• [Bloc de texte]:
--------------------

8210-19 - Rochers calcaires alticoles de Corse

Liste hiérarchisée et descriptifs des habitats des Cahiers d'habitats

Caractéristiques stationnelles

Les affleurements rocheux calcaires sont très rares en Corse au-dessus de 1 000 m d’altitude. Cet habitat alticole est donc présent, de façon très ponctuelle, depuis l’étage supraméditerranéen supérieur (vers 1 000 m) jusqu’au cryo-oroméditerranéen (environ 1 900 m d’altitude).
L’exposition et la pente sont variables et l’habitat se développe aussi bien sur des crêtes sommitales que sur des parois assez abruptes (de l’ordre de 60 à 70°). Cependant, aux altitudes les plus basses, l’exposition dominante est plutôt celle du nord (nord-est, nord-ouest), alors qu’à l’étage cryo-oroméditerranéen, elle est plus tournée vers le sud, le climat y étant plus rigoureux.

--------------------

• [Informations extraites]:

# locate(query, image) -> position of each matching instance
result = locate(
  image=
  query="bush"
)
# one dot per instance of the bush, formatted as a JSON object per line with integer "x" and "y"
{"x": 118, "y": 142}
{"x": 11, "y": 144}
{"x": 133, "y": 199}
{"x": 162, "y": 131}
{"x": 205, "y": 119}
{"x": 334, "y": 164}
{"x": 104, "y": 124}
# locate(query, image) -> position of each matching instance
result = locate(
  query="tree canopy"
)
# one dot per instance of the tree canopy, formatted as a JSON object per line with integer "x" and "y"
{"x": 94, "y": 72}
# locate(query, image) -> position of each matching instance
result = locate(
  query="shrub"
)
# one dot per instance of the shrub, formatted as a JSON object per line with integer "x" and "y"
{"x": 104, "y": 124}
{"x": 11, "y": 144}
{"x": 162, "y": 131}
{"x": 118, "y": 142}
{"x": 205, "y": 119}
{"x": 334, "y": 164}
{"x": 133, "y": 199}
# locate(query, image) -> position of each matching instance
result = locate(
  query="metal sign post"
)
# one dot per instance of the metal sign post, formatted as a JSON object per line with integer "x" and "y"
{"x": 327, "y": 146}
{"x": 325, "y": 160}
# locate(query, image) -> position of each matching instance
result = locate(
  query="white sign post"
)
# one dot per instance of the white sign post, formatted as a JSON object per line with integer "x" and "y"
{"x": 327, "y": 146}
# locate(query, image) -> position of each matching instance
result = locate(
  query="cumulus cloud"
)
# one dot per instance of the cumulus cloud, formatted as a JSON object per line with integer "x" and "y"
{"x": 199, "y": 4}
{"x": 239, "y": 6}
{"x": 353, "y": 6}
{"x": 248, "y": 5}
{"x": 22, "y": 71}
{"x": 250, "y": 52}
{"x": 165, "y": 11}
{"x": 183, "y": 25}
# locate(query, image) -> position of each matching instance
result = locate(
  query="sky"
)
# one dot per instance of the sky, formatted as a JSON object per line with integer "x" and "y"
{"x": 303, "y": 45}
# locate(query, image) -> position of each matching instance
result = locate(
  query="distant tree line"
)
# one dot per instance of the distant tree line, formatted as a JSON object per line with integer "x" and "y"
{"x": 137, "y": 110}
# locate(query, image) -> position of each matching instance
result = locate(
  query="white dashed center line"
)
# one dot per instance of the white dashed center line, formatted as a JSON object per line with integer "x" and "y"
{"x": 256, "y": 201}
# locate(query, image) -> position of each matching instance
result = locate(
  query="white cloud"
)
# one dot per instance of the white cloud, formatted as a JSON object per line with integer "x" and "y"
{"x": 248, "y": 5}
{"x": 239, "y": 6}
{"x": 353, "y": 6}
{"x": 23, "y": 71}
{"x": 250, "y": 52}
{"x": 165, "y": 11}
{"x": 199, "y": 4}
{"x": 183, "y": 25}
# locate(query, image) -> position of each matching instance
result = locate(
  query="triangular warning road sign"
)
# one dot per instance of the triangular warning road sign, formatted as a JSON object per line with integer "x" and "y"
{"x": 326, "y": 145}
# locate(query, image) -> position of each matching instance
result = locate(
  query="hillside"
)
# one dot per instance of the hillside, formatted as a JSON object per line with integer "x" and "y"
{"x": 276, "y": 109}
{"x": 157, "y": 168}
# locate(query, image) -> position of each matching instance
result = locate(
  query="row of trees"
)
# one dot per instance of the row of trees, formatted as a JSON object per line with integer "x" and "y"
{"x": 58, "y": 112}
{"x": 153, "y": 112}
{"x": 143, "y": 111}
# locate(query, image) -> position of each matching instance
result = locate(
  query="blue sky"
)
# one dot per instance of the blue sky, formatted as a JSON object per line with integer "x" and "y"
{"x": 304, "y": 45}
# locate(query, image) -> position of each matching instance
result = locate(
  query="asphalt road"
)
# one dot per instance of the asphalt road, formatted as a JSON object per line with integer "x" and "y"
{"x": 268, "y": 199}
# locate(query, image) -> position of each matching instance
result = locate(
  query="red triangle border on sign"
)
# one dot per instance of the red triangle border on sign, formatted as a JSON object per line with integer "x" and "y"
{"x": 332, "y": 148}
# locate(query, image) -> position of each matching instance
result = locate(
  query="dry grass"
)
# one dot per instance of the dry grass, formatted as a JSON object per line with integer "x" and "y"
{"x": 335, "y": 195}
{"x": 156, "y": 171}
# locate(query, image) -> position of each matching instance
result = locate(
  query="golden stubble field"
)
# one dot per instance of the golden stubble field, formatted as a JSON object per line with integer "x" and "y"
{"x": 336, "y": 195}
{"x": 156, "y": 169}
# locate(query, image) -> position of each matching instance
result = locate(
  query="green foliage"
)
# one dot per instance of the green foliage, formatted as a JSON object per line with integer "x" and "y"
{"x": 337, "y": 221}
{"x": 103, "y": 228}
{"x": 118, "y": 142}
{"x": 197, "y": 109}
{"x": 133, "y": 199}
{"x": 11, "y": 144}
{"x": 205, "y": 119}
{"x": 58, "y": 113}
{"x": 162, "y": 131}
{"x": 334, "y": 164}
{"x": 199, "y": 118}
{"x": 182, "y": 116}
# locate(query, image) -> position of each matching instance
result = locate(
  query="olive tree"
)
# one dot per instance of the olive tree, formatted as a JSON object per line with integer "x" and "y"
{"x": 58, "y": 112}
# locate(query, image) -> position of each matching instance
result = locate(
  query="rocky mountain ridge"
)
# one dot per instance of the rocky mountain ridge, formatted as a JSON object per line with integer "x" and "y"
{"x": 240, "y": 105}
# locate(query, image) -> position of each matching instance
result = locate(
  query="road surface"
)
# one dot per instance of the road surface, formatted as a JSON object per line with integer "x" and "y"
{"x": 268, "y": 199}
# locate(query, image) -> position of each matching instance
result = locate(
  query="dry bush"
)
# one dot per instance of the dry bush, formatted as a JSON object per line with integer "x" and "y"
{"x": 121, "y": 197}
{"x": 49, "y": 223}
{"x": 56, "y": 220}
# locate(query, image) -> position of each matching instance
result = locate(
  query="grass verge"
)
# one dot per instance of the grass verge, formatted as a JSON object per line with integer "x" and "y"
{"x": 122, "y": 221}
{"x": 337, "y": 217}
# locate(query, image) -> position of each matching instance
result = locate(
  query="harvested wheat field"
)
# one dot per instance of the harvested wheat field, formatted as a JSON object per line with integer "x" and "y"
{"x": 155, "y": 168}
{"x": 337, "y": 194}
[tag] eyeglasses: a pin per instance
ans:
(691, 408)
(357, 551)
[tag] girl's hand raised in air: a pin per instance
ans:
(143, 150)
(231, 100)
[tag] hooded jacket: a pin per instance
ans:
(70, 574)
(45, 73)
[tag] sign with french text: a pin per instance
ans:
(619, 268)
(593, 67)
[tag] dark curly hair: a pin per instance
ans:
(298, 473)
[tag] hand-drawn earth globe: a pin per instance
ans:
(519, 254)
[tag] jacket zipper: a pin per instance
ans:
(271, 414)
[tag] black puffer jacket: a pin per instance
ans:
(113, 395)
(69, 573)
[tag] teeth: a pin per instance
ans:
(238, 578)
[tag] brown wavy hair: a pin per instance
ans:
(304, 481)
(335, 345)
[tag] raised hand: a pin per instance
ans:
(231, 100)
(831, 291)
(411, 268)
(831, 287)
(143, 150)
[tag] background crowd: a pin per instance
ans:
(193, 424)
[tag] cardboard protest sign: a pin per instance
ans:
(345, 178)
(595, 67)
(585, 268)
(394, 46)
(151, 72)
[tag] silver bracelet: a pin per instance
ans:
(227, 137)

--------------------

• [Problème posé]:
Pouvez-vous recopier mot pour mot l'intégralité du texte sur les rochers calcaires alticoles de Corse ?

• [Réponse attendue]:
8210-19 - Rochers calcaires alticoles de Corse

Liste hiérarchisée et descriptifs des habitats des Cahiers d'habitats

Caractéristiques stationnelles

Les affleurements rocheux calcaires sont très rares en Corse au-dessus de 1 000 m d’altitude. Cet habitat alticole est donc présent, de façon très ponctuelle, depuis l’étage supraméditerranéen supérieur (vers 1 000 m) jusqu’au cryo-oroméditerranéen (environ 1 900 m d’altitude).
L’exposition et la pente sont variables et l’habitat se développe aussi bien sur des crêtes sommitales que sur des parois assez abruptes (de l’ordre de 60 à 70°). Cependant, aux altitudes les plus basses, l’exposition dominante est plutôt celle du nord (nord-est, nord-ouest), alors qu’à l’étage cryo-oroméditerranéen, elle est plus tournée vers le sud, le climat y étant plus rigoureux.